REQUEST:
Quote every line as written. Omit pictures.

Part of a data file:
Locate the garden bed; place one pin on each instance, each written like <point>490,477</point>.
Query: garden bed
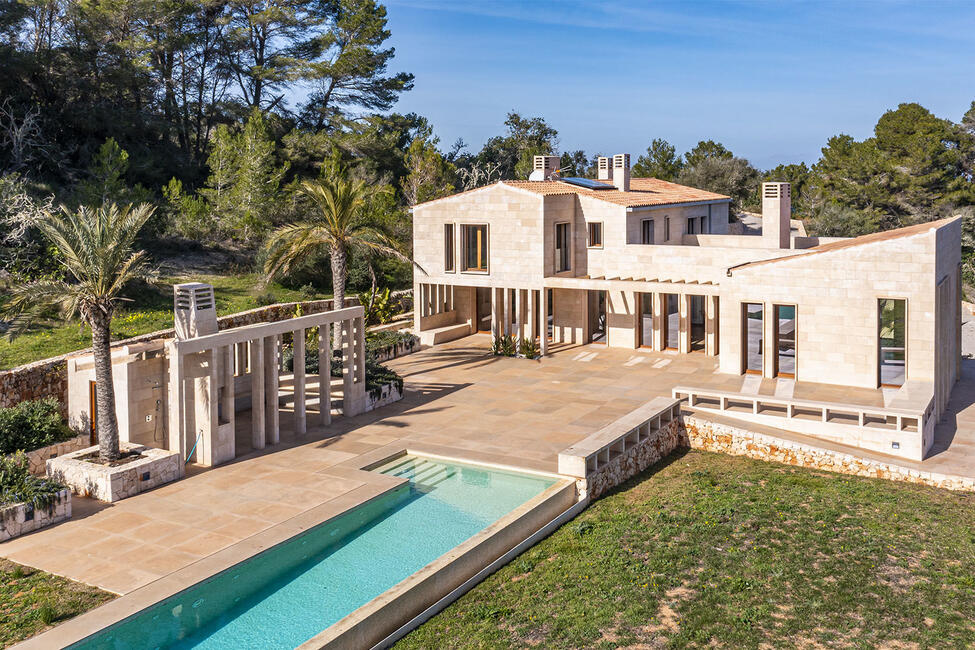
<point>153,467</point>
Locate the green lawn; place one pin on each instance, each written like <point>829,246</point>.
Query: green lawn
<point>151,310</point>
<point>31,601</point>
<point>713,549</point>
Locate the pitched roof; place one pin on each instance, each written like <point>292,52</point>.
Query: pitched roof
<point>873,238</point>
<point>643,192</point>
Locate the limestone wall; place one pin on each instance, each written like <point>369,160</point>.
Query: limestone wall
<point>19,519</point>
<point>704,434</point>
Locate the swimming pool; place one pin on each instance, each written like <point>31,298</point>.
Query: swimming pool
<point>293,591</point>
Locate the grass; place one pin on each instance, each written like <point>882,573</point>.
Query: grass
<point>32,600</point>
<point>708,549</point>
<point>150,310</point>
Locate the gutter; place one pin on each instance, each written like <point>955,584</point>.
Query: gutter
<point>472,582</point>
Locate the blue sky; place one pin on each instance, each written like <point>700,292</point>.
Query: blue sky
<point>770,80</point>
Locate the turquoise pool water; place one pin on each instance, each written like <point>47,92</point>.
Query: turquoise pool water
<point>288,594</point>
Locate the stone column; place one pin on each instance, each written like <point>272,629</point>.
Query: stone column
<point>325,373</point>
<point>256,348</point>
<point>298,379</point>
<point>272,428</point>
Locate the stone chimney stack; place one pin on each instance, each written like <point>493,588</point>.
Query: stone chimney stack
<point>776,215</point>
<point>621,171</point>
<point>195,310</point>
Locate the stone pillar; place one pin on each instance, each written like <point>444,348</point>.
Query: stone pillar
<point>543,320</point>
<point>272,417</point>
<point>684,306</point>
<point>177,399</point>
<point>298,379</point>
<point>256,350</point>
<point>325,373</point>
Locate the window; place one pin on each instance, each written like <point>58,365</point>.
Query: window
<point>561,247</point>
<point>475,248</point>
<point>595,235</point>
<point>646,228</point>
<point>751,314</point>
<point>785,341</point>
<point>892,341</point>
<point>646,320</point>
<point>671,321</point>
<point>448,247</point>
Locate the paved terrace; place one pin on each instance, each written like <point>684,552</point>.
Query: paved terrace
<point>460,402</point>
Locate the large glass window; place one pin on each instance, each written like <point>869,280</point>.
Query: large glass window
<point>646,320</point>
<point>892,341</point>
<point>448,247</point>
<point>475,248</point>
<point>646,231</point>
<point>785,341</point>
<point>671,321</point>
<point>562,247</point>
<point>752,333</point>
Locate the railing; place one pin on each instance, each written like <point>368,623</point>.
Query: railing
<point>612,441</point>
<point>877,417</point>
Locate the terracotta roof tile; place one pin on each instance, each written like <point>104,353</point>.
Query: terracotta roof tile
<point>884,235</point>
<point>643,192</point>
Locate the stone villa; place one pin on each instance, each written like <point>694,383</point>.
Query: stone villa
<point>643,263</point>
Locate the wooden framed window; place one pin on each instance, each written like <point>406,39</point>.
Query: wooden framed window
<point>562,251</point>
<point>475,248</point>
<point>646,231</point>
<point>595,235</point>
<point>892,341</point>
<point>448,247</point>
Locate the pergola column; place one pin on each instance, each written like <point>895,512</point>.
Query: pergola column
<point>272,411</point>
<point>301,426</point>
<point>256,350</point>
<point>325,374</point>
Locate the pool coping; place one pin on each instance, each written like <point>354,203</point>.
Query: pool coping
<point>376,486</point>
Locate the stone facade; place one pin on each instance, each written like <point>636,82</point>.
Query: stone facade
<point>19,518</point>
<point>110,484</point>
<point>38,458</point>
<point>704,434</point>
<point>660,444</point>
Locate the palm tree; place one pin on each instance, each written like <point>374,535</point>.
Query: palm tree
<point>98,257</point>
<point>338,225</point>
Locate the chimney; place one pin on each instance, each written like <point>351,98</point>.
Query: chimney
<point>195,311</point>
<point>776,215</point>
<point>621,171</point>
<point>543,168</point>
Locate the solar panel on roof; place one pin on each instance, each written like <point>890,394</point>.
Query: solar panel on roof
<point>587,183</point>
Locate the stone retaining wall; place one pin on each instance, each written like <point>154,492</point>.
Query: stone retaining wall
<point>703,434</point>
<point>633,461</point>
<point>39,457</point>
<point>49,377</point>
<point>115,483</point>
<point>20,519</point>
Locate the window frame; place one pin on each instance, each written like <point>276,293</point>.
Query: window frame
<point>589,230</point>
<point>450,248</point>
<point>464,268</point>
<point>568,246</point>
<point>644,231</point>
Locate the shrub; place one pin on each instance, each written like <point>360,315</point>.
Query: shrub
<point>504,346</point>
<point>32,425</point>
<point>18,485</point>
<point>528,348</point>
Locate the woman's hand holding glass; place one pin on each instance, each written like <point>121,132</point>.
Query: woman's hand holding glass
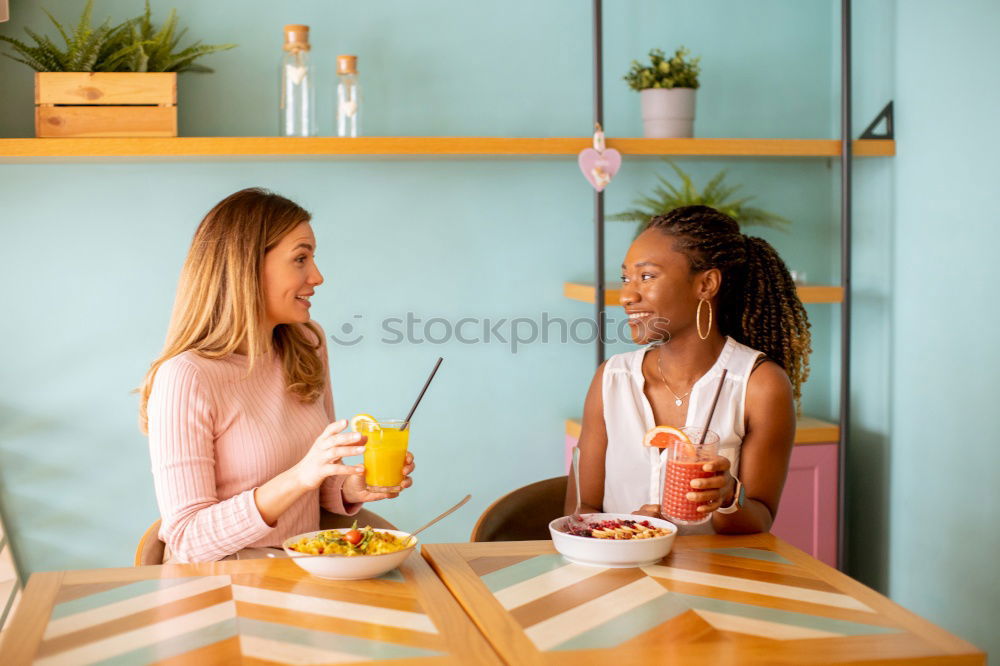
<point>324,457</point>
<point>356,489</point>
<point>713,492</point>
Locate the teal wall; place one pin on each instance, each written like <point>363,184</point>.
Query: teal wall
<point>93,248</point>
<point>944,484</point>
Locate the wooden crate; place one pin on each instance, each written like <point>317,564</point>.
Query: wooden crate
<point>105,104</point>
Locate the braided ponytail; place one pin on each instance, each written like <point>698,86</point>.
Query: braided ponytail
<point>759,305</point>
<point>774,320</point>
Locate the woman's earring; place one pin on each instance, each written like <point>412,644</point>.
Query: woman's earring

RESULT OF THIS TASK:
Locate the garden bed; place one pin on each instance, each written like <point>490,477</point>.
Query: garden bed
<point>153,467</point>
Locate the green lawn; place one pin on each instance, each written like <point>829,246</point>.
Query: green lawn
<point>151,310</point>
<point>31,601</point>
<point>713,549</point>
Locate the pitched roof; place one pin on each instance, each written like <point>292,52</point>.
Query: pitched roof
<point>873,238</point>
<point>643,192</point>
Locate the limestone wall; place one pin on each instance, each written like <point>369,160</point>.
Query: limestone wall
<point>19,519</point>
<point>704,434</point>
Locate the swimming pool; place one pin on each instance, each written like <point>31,298</point>.
Query: swimming pool
<point>293,591</point>
Locate the grass; place one pin on each instance, each written like <point>882,573</point>.
Query: grass
<point>32,600</point>
<point>708,549</point>
<point>150,310</point>
Locate the gutter; place one pin on each instance, each written like <point>955,584</point>.
Query: gutter
<point>472,582</point>
Locate the blue sky; place one pin on each instance, each written like <point>700,292</point>.
Query: blue sky
<point>770,80</point>
Locate the turquoise pool water; place one pin on each instance, each written like <point>47,92</point>.
Query: turquoise pool water
<point>288,594</point>
Locate the stone column; place one pin on each instance, each written like <point>272,629</point>.
Query: stone column
<point>325,373</point>
<point>256,348</point>
<point>298,379</point>
<point>272,428</point>
Locate the stone chimney stack; place one pin on each instance, each written like <point>493,588</point>.
Query: stone chimney stack
<point>776,215</point>
<point>621,171</point>
<point>195,310</point>
Locate the stone pillar; place one pin on each instance, each written like <point>444,348</point>.
Query: stone pillar
<point>543,320</point>
<point>272,417</point>
<point>684,306</point>
<point>177,399</point>
<point>298,379</point>
<point>256,350</point>
<point>325,373</point>
Locate the window; place one pin on each instance, each written like <point>58,365</point>.
Query: window
<point>561,247</point>
<point>475,248</point>
<point>595,235</point>
<point>646,228</point>
<point>751,314</point>
<point>785,341</point>
<point>892,341</point>
<point>646,320</point>
<point>671,321</point>
<point>448,247</point>
Locate the paved terrace; place one pin on each instance, each written like <point>684,552</point>.
Query: paved terrace
<point>460,402</point>
Locate the large glass window; place one pin on each instance, each written like <point>869,280</point>.
Query: large glass window
<point>646,320</point>
<point>892,341</point>
<point>448,247</point>
<point>475,248</point>
<point>646,231</point>
<point>785,341</point>
<point>671,321</point>
<point>562,247</point>
<point>752,333</point>
Locate the railing; place one pin on each instance, each written like <point>368,623</point>.
Query: railing
<point>612,441</point>
<point>877,417</point>
Locate the terracotta roof tile; place one pin on each instance, each written like <point>104,353</point>.
Query: terracotta roof tile
<point>884,235</point>
<point>643,192</point>
Locate the stone villa; place one pin on each instance, each written like <point>694,383</point>.
Query: stone villa
<point>643,263</point>
Locate the wooden framed window; place one pin on each instance, each written like <point>406,39</point>.
Query: wooden framed window
<point>562,251</point>
<point>475,248</point>
<point>646,231</point>
<point>595,235</point>
<point>892,341</point>
<point>448,247</point>
Locate the pergola column; place one pin on each instance, each written like <point>895,512</point>.
Query: pergola column
<point>272,411</point>
<point>301,426</point>
<point>256,350</point>
<point>325,374</point>
Locate the pool coping; place one pin on each instance, each written like <point>354,203</point>.
Query: pool coping
<point>376,486</point>
Locate the stone facade; place one pin on each instance, each written like <point>636,82</point>.
Query: stone facade
<point>19,518</point>
<point>110,484</point>
<point>38,458</point>
<point>704,434</point>
<point>660,444</point>
Locate the palm tree; place one pin on each instance, each written like <point>374,535</point>.
Query: palm tree
<point>98,257</point>
<point>338,225</point>
Locate the chimney; place one pin on each instance, each written like <point>351,98</point>.
Query: chimney
<point>195,311</point>
<point>776,215</point>
<point>621,171</point>
<point>543,168</point>
Locate the solar panel on roof; place one pin on each instance, each written like <point>890,394</point>.
Query: solar panel on roof
<point>587,183</point>
Locate the stone retaining wall; place one pin on each instance, each written like <point>154,492</point>.
Query: stone retaining wall
<point>703,434</point>
<point>633,461</point>
<point>39,457</point>
<point>49,377</point>
<point>115,483</point>
<point>20,519</point>
Locate the window frame; place one pin on each instance, each written like <point>276,293</point>.
Query: window frame
<point>589,230</point>
<point>450,248</point>
<point>464,268</point>
<point>568,246</point>
<point>644,231</point>
Locate the shrub; place one pin on each instance, each written like <point>360,315</point>.
Query: shrub
<point>504,346</point>
<point>32,425</point>
<point>18,485</point>
<point>528,348</point>
Locate the woman's hand holding glass; place one pin on each instance, each written like <point>121,132</point>.
Query: woman's hand holding glass
<point>324,457</point>
<point>356,489</point>
<point>713,492</point>
Locate the teal wall; place one pin on each instance, each written like <point>363,184</point>.
Query: teal wall
<point>93,248</point>
<point>944,484</point>
Locate the wooden crate; place one pin on each instance, each written like <point>317,564</point>.
Query: wooden crate
<point>105,104</point>
Locate the braided ponytail; place one pin on each instance, each written like <point>698,86</point>.
Query: braided ponytail
<point>759,305</point>
<point>774,320</point>
Locate the woman's earring; place one pin on each instance, each written like <point>412,644</point>.
Query: woman's earring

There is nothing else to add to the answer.